Tareas a realizar:
• A. Responde estas preguntas sobre el texto sobre el comisario Meneses:
(i) ¿Con qué norteamericano se compara a Meneses?
(ii) ¿Qué apodo tenía Meneses?
(iii) ¿De qué dos actividades era aficionado?
• B. Escribe la continuación del texto sobre el comisario Meneses a partir de su última oración.

Texto mostrado:
* * * * * * * * *
PorRogelio Alaniz
Si
los norteamericanos cuentan con Elliott Ness, nosotros disponemos del
comisario Evaristo Meneses. Fue nuestro héroe, nuestra leyenda y nuestro
mito. Meneses era un tipo grandote que se peinaba a la gomina como
Carlos Gardel, pero las pocas veces que se decidía a sonreír la cara
parecía dolerle. Le decían el Pardo, porque era morocho y seguramente el
apodo le agradaba porque se acomodaba con su figura robusta y con esas
manos que parecían dos bloques de cemento. Curiosamente, esas manos
hechas para empuñar la 45 o asestar trompadas, fueron también las de un
aficionado a la pintura y a la escritura.
* * * * * * * * *
Datos proporcionados:
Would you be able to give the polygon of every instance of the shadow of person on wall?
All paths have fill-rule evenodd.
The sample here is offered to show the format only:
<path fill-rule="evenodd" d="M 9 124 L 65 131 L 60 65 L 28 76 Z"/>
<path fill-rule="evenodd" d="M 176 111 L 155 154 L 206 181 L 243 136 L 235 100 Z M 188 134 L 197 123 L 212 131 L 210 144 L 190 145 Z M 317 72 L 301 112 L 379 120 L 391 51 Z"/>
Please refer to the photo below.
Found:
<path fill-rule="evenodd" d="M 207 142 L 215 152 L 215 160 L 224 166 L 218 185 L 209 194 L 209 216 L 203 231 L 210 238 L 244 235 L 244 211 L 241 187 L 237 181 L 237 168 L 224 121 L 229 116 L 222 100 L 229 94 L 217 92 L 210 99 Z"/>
* * * * * * * * *
Respuestas por tarea:
• A.
(i) Con Elliott Ness.
(ii) El Pardo.
(iii) De la pintura y la escritura.

• B.
Nadie
lo recuerda con uniforme. Siempre de traje, gris u oscuro. Funyi algo
requintado sobre los ojos y el cigarrillo colgado en la boca. Las cejas
eran espesas. Tenía los ojos pequeños, inquietos, movedizos y, en
contraste con su piel trigueña, eran claros. Los delincuentes le temían,
pero lo respetaban y las mujeres se enamoraban de su pinta de comisario
guapo. Antes de ser policía fue boxeador y, según dicen los entendidos,
era bueno. Libró más de ochenta peleas y sólo perdió cuatro. Podían
derrotarlo en el ring, pero nadie se dio el gusto de noquearlo. “Nunca
me voltearon; apretaba los dientes y aguantaba”. Estaba hablando de su
experiencia en el ring, pero también de lo que fue su experiencia en la
vida.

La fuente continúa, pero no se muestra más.